I think I would be hard pressed to find someone who hasn’t seen the above photo. And the image of all those school buses up to their hubs in flood water is a justified focus of rage of those who ask the legitimate question: why weren’t they used to ferry people out of the path of the storm. By my count, there are 300 buses in the photo.
I’ll be generous and assume that’s half of them.
Let’s say that on Saturday, 27 August, when Governor Kathleen Babineaux Blanco declared a state of emergency, the following happens. I don”t know the precise time of the order, but I”ll be kind and say it was issued sometime before dawn on the 27th. Let”s say 0300.
At 0300 then, phone calls go out to the 600 bus drivers, who were put on standby alert the day before. They are ordered to report to the lot no later than 0500. Now these men and women will have heroically kissed their families goodbye, trusting that their spouses and children will pack up the family car and drive north to safety. They are met in the lot by 600 police officers and sheriff’s deputies who will literally ride shotgun on each bus.
At 0600, the drivers roll out to a predetermined pick up spot and open their doors. They are on a tight schedule. In order to have any chance of moving enough people out of New Orleans, they must load their passengers and roll quickly. Assume it takes them 30 minutes to load and that they close the doors and pull out by 0800 Saturday morning.
A full-sized school bus can carry approximately 60 adults. I’ll be again generous and assume that an additional 20 children could be carried on their parent’s laps. Of course there’s no room for more than minor luggage — perhaps something half the size of what airlines allow as carryons — and no pets
So, for the first run out of town, our 600 bus drivers and 600 law enforcement personnel have 48,000 passengers. That’s a very respectable number. The busses drive north, assisted by a disaster-plan-mandated bus lane that additional police are maintaining so that the busses, which have to make a return trip, don’t get trapped in traffic.
Where do the buses go? Houston was one obvious choice. Distance? Approximately 350 miles from New Orleans. At say an average speed of 50 miles an hour (remember those special bus lanes?) that’s a seven hour drive. Figure two highly efficient refueling stations: one at the midpoint and one at the end point.
If 150 buses, carrying 12,000 evacuees (approximately the number the Astrodome was able to handle) make that trip, I don”t think that a drive time of seven hours plus another two hours for refueling and bathroom visits is unreasonable. Total drive time, nine hours one way, 17 hours roundtrip. Where do the other three, 150-bus convoys go? Good question. A glance at the map suggest that Memphis, Little Rock and Birmingham could be candidates with about the same drive time.

Listed entries -
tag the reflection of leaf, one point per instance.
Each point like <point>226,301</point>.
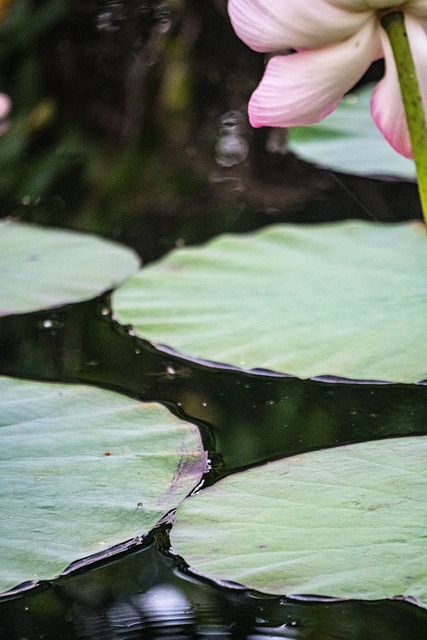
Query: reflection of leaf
<point>347,522</point>
<point>44,268</point>
<point>82,469</point>
<point>346,299</point>
<point>348,141</point>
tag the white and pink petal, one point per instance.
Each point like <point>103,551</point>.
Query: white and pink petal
<point>387,106</point>
<point>304,87</point>
<point>278,25</point>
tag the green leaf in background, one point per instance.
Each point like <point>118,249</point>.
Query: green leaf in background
<point>42,268</point>
<point>348,522</point>
<point>346,299</point>
<point>349,142</point>
<point>82,469</point>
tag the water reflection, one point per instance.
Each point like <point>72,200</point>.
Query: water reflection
<point>245,417</point>
<point>146,593</point>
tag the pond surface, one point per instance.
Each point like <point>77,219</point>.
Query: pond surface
<point>123,153</point>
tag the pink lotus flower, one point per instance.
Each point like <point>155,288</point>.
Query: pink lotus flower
<point>334,43</point>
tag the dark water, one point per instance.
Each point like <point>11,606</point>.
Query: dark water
<point>103,144</point>
<point>140,590</point>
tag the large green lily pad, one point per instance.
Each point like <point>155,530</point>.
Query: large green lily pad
<point>43,268</point>
<point>348,522</point>
<point>345,299</point>
<point>349,142</point>
<point>82,469</point>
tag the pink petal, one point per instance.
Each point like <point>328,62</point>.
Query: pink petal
<point>304,87</point>
<point>387,106</point>
<point>277,25</point>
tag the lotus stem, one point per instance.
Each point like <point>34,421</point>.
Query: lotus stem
<point>394,24</point>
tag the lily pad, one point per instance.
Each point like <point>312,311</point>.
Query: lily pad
<point>349,142</point>
<point>43,267</point>
<point>344,523</point>
<point>345,299</point>
<point>82,469</point>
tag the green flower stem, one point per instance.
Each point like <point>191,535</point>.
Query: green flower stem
<point>394,24</point>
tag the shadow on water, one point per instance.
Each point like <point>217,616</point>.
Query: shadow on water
<point>147,593</point>
<point>140,589</point>
<point>122,152</point>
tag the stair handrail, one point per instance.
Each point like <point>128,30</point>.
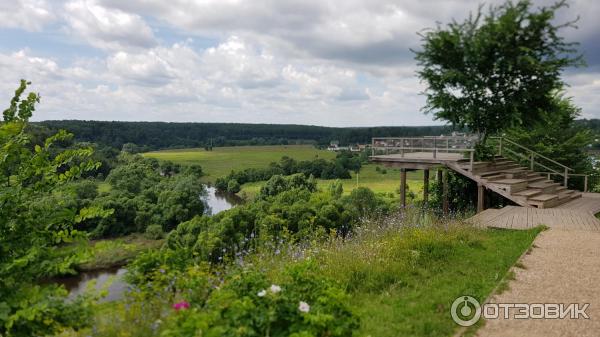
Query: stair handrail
<point>533,154</point>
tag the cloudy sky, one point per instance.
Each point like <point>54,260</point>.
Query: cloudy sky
<point>323,62</point>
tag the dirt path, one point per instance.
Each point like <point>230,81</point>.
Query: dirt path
<point>563,267</point>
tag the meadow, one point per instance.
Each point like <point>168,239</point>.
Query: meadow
<point>385,181</point>
<point>221,160</point>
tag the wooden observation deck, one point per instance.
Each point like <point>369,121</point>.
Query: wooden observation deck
<point>516,172</point>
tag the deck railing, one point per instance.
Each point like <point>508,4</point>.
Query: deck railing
<point>433,144</point>
<point>550,167</point>
<point>466,144</point>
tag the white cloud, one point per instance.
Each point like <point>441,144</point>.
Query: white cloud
<point>31,15</point>
<point>299,61</point>
<point>107,28</point>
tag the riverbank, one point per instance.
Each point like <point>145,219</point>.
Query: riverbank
<point>117,252</point>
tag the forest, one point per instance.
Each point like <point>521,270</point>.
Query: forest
<point>314,252</point>
<point>160,135</point>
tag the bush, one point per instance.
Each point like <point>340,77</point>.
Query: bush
<point>233,186</point>
<point>154,232</point>
<point>248,303</point>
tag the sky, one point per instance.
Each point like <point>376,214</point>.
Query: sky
<point>318,62</point>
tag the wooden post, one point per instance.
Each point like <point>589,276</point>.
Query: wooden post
<point>403,188</point>
<point>500,147</point>
<point>480,196</point>
<point>445,191</point>
<point>425,186</point>
<point>471,159</point>
<point>531,161</point>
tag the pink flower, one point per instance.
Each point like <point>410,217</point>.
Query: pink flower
<point>181,305</point>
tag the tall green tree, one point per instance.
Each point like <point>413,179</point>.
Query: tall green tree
<point>558,136</point>
<point>496,70</point>
<point>34,222</point>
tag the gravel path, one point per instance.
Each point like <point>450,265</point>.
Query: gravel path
<point>563,267</point>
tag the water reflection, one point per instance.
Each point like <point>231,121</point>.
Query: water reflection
<point>220,201</point>
<point>111,280</point>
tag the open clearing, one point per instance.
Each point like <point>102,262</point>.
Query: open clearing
<point>368,176</point>
<point>221,160</point>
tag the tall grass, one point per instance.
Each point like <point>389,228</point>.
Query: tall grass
<point>402,271</point>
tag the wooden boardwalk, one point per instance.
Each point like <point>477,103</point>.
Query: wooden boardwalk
<point>516,217</point>
<point>589,202</point>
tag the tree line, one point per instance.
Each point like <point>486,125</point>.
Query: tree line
<point>160,135</point>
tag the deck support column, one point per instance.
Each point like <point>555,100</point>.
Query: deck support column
<point>403,188</point>
<point>480,198</point>
<point>425,187</point>
<point>445,191</point>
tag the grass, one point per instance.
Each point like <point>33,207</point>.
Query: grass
<point>109,253</point>
<point>401,274</point>
<point>388,183</point>
<point>415,300</point>
<point>221,160</point>
<point>403,279</point>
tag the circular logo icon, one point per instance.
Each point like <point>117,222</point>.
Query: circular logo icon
<point>465,311</point>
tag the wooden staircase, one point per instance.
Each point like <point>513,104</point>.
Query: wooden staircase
<point>515,182</point>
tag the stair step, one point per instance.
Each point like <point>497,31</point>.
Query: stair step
<point>535,179</point>
<point>483,174</point>
<point>565,195</point>
<point>529,192</point>
<point>511,185</point>
<point>543,197</point>
<point>510,181</point>
<point>495,177</point>
<point>546,186</point>
<point>542,184</point>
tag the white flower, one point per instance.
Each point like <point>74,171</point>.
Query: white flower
<point>303,306</point>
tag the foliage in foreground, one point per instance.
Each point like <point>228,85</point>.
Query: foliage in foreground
<point>393,276</point>
<point>145,194</point>
<point>498,70</point>
<point>34,222</point>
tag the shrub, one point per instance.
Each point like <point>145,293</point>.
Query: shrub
<point>233,186</point>
<point>154,232</point>
<point>248,303</point>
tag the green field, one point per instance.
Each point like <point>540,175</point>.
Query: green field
<point>221,160</point>
<point>367,177</point>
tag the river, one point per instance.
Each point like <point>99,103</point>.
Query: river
<point>112,280</point>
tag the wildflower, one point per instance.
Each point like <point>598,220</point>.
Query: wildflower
<point>303,307</point>
<point>275,288</point>
<point>181,305</point>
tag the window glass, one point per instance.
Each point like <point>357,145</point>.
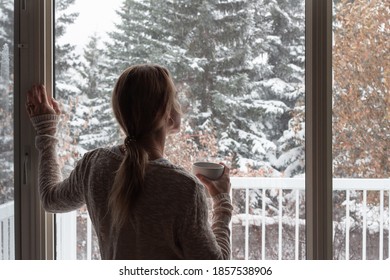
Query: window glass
<point>239,70</point>
<point>361,127</point>
<point>7,239</point>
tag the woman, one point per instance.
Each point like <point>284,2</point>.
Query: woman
<point>141,205</point>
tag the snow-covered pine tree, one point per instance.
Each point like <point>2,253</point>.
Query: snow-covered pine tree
<point>286,55</point>
<point>66,90</point>
<point>6,101</point>
<point>100,128</point>
<point>7,28</point>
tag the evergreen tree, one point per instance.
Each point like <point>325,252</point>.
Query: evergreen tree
<point>100,128</point>
<point>6,101</point>
<point>66,90</point>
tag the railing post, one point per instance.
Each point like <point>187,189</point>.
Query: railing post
<point>280,223</point>
<point>347,225</point>
<point>364,229</point>
<point>263,226</point>
<point>246,223</point>
<point>297,224</point>
<point>381,219</point>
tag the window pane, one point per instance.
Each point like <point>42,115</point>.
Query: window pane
<point>239,70</point>
<point>361,127</point>
<point>7,239</point>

Exercise prompt - How does the piece on evacuating New Orleans by school bus go on after its last paragraph? Write the next part.

Reply to the exercise -
The cities have pre-positioned cots, water, food and medical supplies for their 12,000 guests who are processed by efficient city and state personnel.
The 600 buses that left New Orleans at 0800 with 48,000 passengers Saturday morning, roll back into the Big Easy at 0100 Sunday. The buses are met by another 600 drivers and their accompanying law enforcement personnel. The buses refuel and now, under pressure from the approaching storm, are at the Phase II collection points by 0300.
Another 48,000 passengers are loaded and by 0500 the buses roll again. Another nine-hour drive later, the buses unload their passengers. It”s now 1400 on Sunday. In two hours, the National Weather Service will issue a special hurricane warning. There are still people in New Orleans that must be gotten out. The bus drivers refuel and head back for one more trip, arriving in an already rain drenched city at 2100 Sunday night.
The bus drivers switch off one last time with the original drivers and law enforcement personnel. Water is beginning to wash over the levees. The buses are back at their pickup points by 2300 Sunday and the last of the citizens to be evacuated thankfully climb on board. The doors close one last time and with police escorts clearing the way, the last of approximately 100,000 citizens without cars or other transportation escape their doomed city.
In less than 48 hours, the heroic bus drivers evacuated as many as 144,000 people, from a metropolitan population of approximately 1.3 million. Depending upon plans, somewhere between four and 12 cities will be caring for at least 12,000 and perhaps as many as 36,000 refugees each.
That”s the fantasy.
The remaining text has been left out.